**Your goal**
Since only part of the material below is wanted, output exactly the lines from the one with "# point out the granola crumb, one" up to and including the one with "# point out the white".

**Data shown**
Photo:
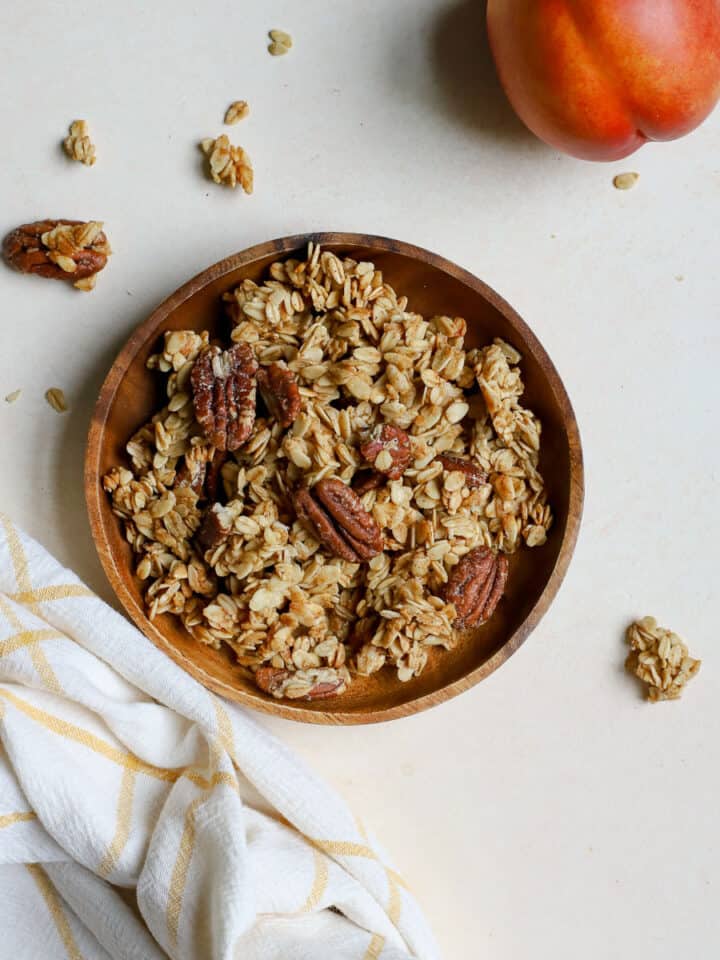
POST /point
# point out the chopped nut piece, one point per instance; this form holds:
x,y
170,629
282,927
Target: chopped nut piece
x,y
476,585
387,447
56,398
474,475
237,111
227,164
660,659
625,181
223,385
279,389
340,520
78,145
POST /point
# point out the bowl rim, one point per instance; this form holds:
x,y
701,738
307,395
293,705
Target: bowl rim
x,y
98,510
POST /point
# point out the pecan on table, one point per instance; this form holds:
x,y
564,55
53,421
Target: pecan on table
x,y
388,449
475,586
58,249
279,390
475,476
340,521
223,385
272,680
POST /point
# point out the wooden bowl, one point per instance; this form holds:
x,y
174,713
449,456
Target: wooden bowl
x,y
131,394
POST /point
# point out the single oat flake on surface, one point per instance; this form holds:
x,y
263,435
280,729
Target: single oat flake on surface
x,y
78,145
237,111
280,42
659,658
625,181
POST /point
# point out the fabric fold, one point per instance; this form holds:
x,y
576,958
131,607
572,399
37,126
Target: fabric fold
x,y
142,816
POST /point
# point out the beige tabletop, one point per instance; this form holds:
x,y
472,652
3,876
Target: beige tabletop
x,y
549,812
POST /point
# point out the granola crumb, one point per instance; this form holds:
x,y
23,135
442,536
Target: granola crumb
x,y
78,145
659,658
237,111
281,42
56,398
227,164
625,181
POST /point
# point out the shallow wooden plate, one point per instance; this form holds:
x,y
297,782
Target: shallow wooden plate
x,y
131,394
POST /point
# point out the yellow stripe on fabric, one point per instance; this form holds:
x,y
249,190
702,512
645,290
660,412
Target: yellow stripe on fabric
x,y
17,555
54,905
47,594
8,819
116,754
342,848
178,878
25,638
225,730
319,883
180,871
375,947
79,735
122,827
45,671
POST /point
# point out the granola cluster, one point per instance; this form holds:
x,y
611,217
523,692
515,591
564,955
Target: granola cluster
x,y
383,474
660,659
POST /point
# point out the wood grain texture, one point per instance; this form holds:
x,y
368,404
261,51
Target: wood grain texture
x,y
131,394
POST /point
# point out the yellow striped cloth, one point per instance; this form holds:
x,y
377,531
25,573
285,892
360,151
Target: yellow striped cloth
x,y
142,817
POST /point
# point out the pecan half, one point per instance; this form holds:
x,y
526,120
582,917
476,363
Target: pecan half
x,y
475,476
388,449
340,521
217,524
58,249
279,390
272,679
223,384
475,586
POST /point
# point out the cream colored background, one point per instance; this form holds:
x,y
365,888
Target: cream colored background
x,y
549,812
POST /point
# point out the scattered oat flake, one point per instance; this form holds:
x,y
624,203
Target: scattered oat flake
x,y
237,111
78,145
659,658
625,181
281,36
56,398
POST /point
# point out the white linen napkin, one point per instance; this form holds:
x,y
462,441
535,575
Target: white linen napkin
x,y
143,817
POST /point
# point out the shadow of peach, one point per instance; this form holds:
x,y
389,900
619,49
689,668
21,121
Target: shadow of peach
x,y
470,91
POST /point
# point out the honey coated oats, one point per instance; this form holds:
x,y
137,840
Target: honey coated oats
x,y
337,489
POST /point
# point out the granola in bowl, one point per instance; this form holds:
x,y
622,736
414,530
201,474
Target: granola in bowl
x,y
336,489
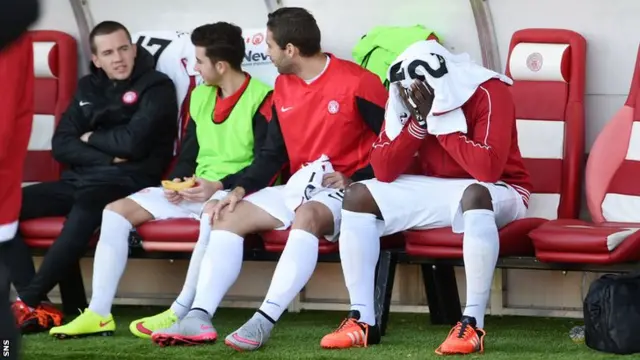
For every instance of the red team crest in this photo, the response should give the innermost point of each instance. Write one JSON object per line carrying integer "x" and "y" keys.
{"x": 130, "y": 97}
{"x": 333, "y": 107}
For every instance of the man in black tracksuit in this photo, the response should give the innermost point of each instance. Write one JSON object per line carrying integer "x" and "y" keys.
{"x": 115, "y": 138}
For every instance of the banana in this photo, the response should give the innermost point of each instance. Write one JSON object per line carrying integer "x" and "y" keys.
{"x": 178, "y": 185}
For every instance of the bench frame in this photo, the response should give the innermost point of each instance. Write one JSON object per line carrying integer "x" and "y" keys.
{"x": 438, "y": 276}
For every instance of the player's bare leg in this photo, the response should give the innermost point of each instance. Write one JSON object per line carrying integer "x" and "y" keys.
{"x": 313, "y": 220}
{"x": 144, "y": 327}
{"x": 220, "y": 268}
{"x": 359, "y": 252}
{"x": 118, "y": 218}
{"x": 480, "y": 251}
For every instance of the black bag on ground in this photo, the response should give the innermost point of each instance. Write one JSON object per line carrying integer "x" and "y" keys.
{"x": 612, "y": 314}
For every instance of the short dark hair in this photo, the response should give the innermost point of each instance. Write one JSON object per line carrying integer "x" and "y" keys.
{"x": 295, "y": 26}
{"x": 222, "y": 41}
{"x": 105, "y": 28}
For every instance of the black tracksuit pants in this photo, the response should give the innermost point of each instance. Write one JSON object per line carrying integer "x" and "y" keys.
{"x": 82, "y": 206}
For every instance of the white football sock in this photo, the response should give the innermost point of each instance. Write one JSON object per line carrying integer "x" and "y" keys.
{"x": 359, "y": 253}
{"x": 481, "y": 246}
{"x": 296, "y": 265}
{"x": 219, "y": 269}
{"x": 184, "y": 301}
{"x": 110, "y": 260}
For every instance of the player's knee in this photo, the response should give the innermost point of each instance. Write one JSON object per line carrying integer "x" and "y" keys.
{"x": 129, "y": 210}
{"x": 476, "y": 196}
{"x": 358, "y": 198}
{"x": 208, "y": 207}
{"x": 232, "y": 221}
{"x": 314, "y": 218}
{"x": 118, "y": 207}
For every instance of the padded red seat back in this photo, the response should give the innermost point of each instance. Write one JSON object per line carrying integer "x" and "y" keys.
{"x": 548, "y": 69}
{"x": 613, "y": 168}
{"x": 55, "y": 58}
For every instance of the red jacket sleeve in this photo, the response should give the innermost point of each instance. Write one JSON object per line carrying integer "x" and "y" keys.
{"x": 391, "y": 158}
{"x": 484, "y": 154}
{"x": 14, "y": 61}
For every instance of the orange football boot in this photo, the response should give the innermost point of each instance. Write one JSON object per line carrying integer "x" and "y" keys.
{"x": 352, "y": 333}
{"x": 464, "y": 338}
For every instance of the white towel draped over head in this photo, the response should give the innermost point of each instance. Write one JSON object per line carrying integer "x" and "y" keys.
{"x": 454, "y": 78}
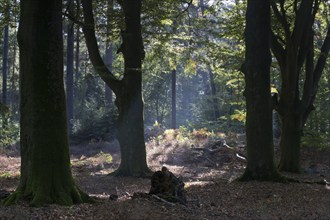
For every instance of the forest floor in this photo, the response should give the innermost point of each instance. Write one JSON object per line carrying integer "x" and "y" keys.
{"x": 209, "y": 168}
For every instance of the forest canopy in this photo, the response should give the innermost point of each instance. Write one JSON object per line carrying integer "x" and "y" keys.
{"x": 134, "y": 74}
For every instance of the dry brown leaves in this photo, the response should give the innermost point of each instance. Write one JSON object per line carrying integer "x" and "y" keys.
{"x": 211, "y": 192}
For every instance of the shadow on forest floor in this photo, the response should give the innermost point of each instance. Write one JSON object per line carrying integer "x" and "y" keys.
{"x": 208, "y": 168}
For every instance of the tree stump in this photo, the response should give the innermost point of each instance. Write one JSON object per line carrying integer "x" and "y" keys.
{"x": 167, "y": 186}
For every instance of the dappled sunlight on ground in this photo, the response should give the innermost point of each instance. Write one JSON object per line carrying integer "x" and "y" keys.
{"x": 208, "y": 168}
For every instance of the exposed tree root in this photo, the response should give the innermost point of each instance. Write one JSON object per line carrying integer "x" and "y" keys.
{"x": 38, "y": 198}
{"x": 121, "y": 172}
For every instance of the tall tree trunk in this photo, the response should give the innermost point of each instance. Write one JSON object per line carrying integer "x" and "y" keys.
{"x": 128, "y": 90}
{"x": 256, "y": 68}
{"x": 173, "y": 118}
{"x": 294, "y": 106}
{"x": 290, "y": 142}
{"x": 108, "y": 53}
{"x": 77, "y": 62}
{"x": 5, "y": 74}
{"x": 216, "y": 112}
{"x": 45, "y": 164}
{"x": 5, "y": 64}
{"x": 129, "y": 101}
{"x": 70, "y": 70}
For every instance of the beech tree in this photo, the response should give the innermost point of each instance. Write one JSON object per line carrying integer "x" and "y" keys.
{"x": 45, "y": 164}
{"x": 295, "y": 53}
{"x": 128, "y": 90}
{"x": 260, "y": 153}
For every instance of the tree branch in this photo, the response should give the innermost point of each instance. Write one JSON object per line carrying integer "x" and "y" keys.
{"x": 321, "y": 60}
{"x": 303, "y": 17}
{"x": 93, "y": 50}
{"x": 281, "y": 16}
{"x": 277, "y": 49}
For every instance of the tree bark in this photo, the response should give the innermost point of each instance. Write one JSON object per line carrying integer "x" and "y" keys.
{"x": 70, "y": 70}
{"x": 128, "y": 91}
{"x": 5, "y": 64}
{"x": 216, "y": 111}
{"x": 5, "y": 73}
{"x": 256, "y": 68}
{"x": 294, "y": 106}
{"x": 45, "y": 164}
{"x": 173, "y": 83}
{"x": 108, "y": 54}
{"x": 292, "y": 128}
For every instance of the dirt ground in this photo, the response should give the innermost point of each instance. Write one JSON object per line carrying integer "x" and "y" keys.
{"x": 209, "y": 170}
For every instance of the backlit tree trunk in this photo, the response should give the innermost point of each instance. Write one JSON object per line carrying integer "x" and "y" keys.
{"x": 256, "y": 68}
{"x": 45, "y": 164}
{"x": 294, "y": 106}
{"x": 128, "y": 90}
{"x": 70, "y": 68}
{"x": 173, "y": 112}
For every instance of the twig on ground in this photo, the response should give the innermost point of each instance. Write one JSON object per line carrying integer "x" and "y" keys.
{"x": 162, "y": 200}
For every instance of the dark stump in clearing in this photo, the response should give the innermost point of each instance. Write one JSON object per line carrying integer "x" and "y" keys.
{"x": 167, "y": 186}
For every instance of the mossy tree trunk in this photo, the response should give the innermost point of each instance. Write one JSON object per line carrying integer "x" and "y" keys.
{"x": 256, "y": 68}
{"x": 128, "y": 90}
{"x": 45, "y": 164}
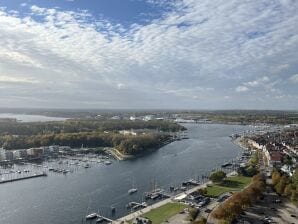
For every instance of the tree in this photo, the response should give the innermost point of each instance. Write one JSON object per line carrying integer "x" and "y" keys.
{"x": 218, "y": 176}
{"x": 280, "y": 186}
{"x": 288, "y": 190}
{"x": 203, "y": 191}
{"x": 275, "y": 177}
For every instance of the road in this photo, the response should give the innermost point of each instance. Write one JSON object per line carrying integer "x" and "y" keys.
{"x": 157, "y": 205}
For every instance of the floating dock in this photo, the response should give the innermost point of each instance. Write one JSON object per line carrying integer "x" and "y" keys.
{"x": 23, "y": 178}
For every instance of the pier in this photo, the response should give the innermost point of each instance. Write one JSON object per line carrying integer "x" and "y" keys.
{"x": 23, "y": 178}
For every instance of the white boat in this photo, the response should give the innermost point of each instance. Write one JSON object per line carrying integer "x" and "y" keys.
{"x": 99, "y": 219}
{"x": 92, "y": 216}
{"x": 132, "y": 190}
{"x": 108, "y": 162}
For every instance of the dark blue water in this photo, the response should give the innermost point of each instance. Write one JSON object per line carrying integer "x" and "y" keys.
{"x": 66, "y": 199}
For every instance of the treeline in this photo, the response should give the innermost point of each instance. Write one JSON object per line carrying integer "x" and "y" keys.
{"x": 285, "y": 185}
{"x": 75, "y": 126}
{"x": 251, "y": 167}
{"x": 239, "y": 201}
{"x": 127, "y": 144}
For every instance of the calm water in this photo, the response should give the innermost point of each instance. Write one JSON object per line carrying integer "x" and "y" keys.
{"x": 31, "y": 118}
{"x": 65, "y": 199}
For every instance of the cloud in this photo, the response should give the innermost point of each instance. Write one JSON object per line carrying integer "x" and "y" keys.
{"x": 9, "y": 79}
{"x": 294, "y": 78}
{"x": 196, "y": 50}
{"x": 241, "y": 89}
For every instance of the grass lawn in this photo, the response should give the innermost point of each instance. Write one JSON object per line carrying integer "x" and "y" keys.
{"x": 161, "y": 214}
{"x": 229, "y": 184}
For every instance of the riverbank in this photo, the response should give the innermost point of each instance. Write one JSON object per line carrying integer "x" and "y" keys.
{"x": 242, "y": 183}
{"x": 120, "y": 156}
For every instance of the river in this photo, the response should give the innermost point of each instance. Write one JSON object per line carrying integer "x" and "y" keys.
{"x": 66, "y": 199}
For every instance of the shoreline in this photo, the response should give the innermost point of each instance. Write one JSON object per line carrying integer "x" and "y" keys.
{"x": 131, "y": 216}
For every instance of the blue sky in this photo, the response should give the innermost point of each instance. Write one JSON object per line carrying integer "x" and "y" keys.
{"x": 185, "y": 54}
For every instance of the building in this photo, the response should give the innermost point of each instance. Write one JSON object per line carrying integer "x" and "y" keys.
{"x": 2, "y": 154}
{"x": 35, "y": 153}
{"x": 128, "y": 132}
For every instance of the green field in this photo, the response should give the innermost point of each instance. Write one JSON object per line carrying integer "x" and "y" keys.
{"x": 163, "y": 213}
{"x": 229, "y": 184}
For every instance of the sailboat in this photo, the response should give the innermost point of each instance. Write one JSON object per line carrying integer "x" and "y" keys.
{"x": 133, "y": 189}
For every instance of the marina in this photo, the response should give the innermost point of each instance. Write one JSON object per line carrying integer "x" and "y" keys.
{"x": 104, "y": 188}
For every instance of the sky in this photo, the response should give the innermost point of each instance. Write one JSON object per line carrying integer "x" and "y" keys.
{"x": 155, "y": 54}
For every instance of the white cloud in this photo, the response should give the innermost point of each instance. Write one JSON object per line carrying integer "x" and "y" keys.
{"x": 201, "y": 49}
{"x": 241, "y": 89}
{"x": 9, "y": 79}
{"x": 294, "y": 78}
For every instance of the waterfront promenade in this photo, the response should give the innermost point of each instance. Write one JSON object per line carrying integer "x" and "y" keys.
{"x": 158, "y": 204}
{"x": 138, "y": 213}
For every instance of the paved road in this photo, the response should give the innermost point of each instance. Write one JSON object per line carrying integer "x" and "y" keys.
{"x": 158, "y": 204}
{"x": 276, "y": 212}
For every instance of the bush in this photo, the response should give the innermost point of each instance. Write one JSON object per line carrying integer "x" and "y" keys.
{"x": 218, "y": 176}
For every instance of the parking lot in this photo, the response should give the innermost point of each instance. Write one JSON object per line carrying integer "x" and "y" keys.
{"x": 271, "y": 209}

**Task answer**
# point out the granola crumb, one point per instance; this form holds:
x,y
23,135
442,536
Target: granola crumb
x,y
78,145
659,658
237,111
281,42
56,398
227,164
625,181
POST /point
# point out the shallow wooden plate, one point per instance; this form holds:
x,y
297,782
Target: shallow wooden plate
x,y
131,394
POST /point
# point out the yellow stripe on fabric, one point per instance; this form holds:
x,y
249,190
702,512
645,290
660,412
Target: yellow stripe on fabric
x,y
17,555
54,905
47,594
8,819
116,754
342,848
178,878
25,638
225,730
319,883
180,871
375,947
79,735
122,827
45,671
POST /point
# point out the granola cluster, one point per instance; this form holds:
x,y
611,217
523,692
515,591
564,955
Target: granola cluster
x,y
383,474
660,659
POST /point
# point out the wood grain texture, one point per instance; this form holds:
x,y
368,404
261,51
Target: wood grain texture
x,y
131,394
POST /point
# point out the yellow striped cloth, one point per instance; this form holds:
x,y
377,531
25,573
285,892
360,151
Target: yellow striped cloth
x,y
142,817
POST /point
# point out the pecan half, one point per instance; this form holds:
x,y
526,120
582,917
476,363
Target: pecan half
x,y
475,476
388,449
340,521
217,524
58,249
279,390
272,679
223,384
475,586
POST /point
# point out the cream colored background, one point per instance; this form holds:
x,y
365,888
Target: cream colored background
x,y
549,812
POST /point
# point out the scattered oat flake, one point per instance; this form holds:
x,y
624,203
Target: scattered oat flake
x,y
237,111
78,145
659,658
625,181
281,36
56,398
POST /point
# point out the white linen napkin, one point per instance; this form holds:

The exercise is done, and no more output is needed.